INSTRUCTION:
Turn the entries below into a JSON list of strings with one string per line, leaving out blank lines.

-------- DATA FOR THIS EXERCISE

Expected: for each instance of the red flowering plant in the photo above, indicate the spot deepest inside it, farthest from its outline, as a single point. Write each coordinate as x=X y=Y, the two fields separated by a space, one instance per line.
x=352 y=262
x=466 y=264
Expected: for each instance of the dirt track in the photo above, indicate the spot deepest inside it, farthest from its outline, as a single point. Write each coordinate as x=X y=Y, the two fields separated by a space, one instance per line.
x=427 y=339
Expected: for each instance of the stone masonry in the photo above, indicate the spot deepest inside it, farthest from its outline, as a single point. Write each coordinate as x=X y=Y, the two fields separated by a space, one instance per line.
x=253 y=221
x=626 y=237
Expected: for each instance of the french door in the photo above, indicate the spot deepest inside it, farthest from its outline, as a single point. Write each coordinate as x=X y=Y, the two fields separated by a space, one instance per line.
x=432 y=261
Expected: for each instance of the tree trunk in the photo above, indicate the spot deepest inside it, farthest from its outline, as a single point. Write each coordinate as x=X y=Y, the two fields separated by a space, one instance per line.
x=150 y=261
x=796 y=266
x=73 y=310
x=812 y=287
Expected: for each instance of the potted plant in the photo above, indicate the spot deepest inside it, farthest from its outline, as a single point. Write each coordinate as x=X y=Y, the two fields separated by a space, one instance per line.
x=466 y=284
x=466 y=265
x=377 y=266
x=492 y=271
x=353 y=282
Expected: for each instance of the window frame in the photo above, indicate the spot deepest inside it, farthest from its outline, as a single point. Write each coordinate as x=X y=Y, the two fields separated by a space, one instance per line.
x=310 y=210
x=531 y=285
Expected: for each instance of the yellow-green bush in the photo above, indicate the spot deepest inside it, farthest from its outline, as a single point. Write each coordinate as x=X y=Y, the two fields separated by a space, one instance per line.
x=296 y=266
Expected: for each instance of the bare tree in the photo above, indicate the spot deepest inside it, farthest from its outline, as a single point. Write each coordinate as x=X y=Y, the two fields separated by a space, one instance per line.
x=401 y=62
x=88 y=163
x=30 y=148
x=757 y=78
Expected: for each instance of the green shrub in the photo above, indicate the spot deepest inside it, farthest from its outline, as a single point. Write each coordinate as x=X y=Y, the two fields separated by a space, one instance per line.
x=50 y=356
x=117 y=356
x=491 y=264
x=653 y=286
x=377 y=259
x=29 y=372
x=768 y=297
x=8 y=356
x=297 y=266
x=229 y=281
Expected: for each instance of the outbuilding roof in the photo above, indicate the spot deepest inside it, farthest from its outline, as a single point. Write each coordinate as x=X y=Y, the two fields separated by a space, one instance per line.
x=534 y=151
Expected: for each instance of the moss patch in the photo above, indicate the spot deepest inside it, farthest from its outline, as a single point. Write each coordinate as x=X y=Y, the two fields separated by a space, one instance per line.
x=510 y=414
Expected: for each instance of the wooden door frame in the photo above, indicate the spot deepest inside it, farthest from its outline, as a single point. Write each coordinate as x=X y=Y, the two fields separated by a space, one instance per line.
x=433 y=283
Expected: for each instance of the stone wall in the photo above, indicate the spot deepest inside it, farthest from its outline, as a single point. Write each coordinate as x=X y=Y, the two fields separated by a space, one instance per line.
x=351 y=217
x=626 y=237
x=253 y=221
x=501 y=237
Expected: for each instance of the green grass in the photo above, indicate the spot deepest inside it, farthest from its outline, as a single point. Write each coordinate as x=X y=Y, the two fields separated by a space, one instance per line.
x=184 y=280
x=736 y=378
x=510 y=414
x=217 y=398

----------------

WRITTEN RESPONSE:
[
  "Expected: for each instance of the red flowering plant in the photo above, indicate the spot deepest inside it, farthest from its outline, as a single point. Write each coordinate as x=X y=Y, the two fields separated by a space, one instance per line.",
  "x=352 y=262",
  "x=466 y=264",
  "Expected: for each instance of the dirt track in the photo above, indicate the spot deepest inside it, farthest from its outline, as a single point. Write each coordinate as x=X y=Y, the two fields separated by a space, one instance per line.",
  "x=427 y=339",
  "Expected: for each instance of the stone masonry in the photo above, indicate the spot deepest inside it, farthest from its outline, as a single point. Write each coordinate as x=X y=Y, the two fields separated by a space, one instance per line.",
  "x=253 y=221",
  "x=626 y=237",
  "Expected: for each instance of the french door in the photo above, indicate the spot deepest inside it, farthest from its outline, as a single point. Write each coordinate as x=X y=Y, the two fields separated by a space, one instance per line.",
  "x=432 y=261",
  "Expected: for each instance of the tree trunk in the photo above, indicate the spot deepest inside it, farthest from its outline, as a single point. Write each coordinate as x=X y=Y, the two fields separated by a space, one instance per line.",
  "x=150 y=261",
  "x=796 y=266",
  "x=73 y=310",
  "x=812 y=287",
  "Expected: for each instance of the potted plant in the photo above, indicate the spot deepest inside it, farthest from its outline, as a single point. Write each coordinate as x=X y=Y, the two fields separated by a space, one instance per line.",
  "x=466 y=284",
  "x=466 y=265",
  "x=377 y=266",
  "x=492 y=271",
  "x=353 y=282",
  "Expected: for each instance of the window frame in the photo above, indicate the spot deepest inside it, farthest from its outline, as a single point. Write each coordinate as x=X y=Y, the two fields separated by a space, one instance per line.",
  "x=310 y=210",
  "x=531 y=285",
  "Expected: for each instance of the yellow-green bush in the photo above, indicate the spot deepest inside it, farthest from its outline, as a single point. Write each coordinate as x=X y=Y, the two fields separated by a space, one instance per line.",
  "x=296 y=266",
  "Expected: for each instance of the bare tree in the photo above, indicate the spot deepest inside it, farthest from its outline, as a single point. Write each coordinate as x=X y=Y, the two fields separated by a space, one instance per line.",
  "x=401 y=62",
  "x=88 y=163",
  "x=30 y=148",
  "x=757 y=78",
  "Expected: for each instance of the green shrub in the photo above, indicate the spot deepest inside it, farthest from its outline, as a single point. Write each coordinate as x=X y=Y, the two fields separated by a space, one instance per line.",
  "x=50 y=356",
  "x=117 y=356",
  "x=491 y=264",
  "x=653 y=286",
  "x=377 y=259",
  "x=29 y=372",
  "x=768 y=297",
  "x=8 y=356",
  "x=297 y=266",
  "x=229 y=281",
  "Expected: for each instance of the outbuilding roof in the photo above, indicate the spot deepest inside it, farthest from its outline, as a single point. Write each coordinate as x=X y=Y, the two fields separated by a space, one instance per line.",
  "x=534 y=151",
  "Expected: for each instance of the moss patch in the photo above, indicate the spot deepest inside it, farthest from its outline, as a single point. Write each coordinate as x=X y=Y, the two fields separated by a space, one instance per line.",
  "x=510 y=414",
  "Expected: for each instance of the wooden door frame in the photo above, indicate the spot deepest inside it, farthest from its outline, as a single point. Write each coordinate as x=X y=Y, the two fields separated by a space, one instance per line.",
  "x=433 y=283",
  "Expected: for each instance of the stone wall in the photo above, indicate the spot deepest inside it, farthest from its outline, as a single point. Write each coordinate as x=X y=Y, the two fields separated by a space, one instance per line.",
  "x=351 y=217",
  "x=626 y=237",
  "x=253 y=221",
  "x=501 y=237",
  "Expected: for each instance of the green grass in the photo above, indicate the spot deepest inside it, farthest from its outline, as a single point. Write each coordinate as x=X y=Y, the two fields separated by a space, one instance per line.",
  "x=184 y=280",
  "x=736 y=378",
  "x=510 y=414",
  "x=217 y=398"
]